Pick out each of the lines below that contains the word "green", and copy every one of them in full.

▬▬▬

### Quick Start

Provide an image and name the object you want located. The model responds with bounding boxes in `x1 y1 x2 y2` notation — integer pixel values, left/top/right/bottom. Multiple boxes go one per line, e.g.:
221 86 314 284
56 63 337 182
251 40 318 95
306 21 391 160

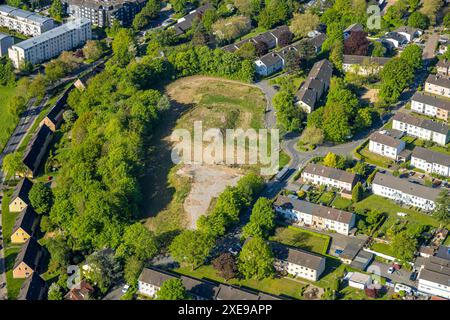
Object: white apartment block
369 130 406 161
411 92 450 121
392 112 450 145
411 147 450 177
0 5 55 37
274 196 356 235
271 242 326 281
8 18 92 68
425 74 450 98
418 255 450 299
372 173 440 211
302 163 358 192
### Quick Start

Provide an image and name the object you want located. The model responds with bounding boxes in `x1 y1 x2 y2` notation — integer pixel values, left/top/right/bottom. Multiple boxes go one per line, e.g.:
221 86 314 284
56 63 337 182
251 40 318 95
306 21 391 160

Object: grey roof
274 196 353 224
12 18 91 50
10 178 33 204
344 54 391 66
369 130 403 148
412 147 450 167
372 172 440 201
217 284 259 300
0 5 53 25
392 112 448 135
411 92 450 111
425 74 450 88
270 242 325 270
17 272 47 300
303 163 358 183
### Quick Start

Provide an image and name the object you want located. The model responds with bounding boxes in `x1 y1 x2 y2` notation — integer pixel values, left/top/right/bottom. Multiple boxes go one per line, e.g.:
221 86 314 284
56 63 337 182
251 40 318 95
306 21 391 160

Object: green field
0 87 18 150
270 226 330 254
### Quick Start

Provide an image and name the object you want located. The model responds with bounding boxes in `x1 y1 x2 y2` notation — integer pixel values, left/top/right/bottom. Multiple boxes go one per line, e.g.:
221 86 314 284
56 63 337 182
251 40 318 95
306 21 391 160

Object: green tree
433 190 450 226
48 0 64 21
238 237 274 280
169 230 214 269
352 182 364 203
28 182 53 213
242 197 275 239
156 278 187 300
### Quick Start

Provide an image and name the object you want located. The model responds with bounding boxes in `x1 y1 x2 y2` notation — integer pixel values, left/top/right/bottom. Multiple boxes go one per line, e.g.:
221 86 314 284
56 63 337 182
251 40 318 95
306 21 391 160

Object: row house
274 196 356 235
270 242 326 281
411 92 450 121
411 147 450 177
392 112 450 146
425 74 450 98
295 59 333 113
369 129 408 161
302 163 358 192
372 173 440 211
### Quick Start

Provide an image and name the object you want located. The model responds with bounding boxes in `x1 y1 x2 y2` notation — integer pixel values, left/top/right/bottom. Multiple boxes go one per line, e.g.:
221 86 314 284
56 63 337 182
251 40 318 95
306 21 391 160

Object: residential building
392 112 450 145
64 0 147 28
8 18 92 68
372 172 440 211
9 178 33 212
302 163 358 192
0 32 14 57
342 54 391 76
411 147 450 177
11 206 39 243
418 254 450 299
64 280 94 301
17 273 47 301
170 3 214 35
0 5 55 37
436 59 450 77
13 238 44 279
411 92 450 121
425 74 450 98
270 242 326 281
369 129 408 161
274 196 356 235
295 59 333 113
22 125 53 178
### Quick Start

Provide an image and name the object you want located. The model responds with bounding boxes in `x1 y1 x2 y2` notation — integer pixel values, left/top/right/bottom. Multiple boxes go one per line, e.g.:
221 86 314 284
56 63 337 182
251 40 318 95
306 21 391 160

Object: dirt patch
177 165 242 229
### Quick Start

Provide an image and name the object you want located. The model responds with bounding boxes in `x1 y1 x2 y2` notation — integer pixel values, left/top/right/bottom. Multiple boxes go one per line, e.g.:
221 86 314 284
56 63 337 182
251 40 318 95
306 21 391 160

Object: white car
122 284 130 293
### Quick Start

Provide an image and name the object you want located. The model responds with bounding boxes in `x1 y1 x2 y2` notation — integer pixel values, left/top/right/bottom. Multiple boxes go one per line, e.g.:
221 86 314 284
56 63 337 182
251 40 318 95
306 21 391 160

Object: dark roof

▬▬▬

OUTPUT FOR THIS EXERCISE:
Object: green field
Object: green tree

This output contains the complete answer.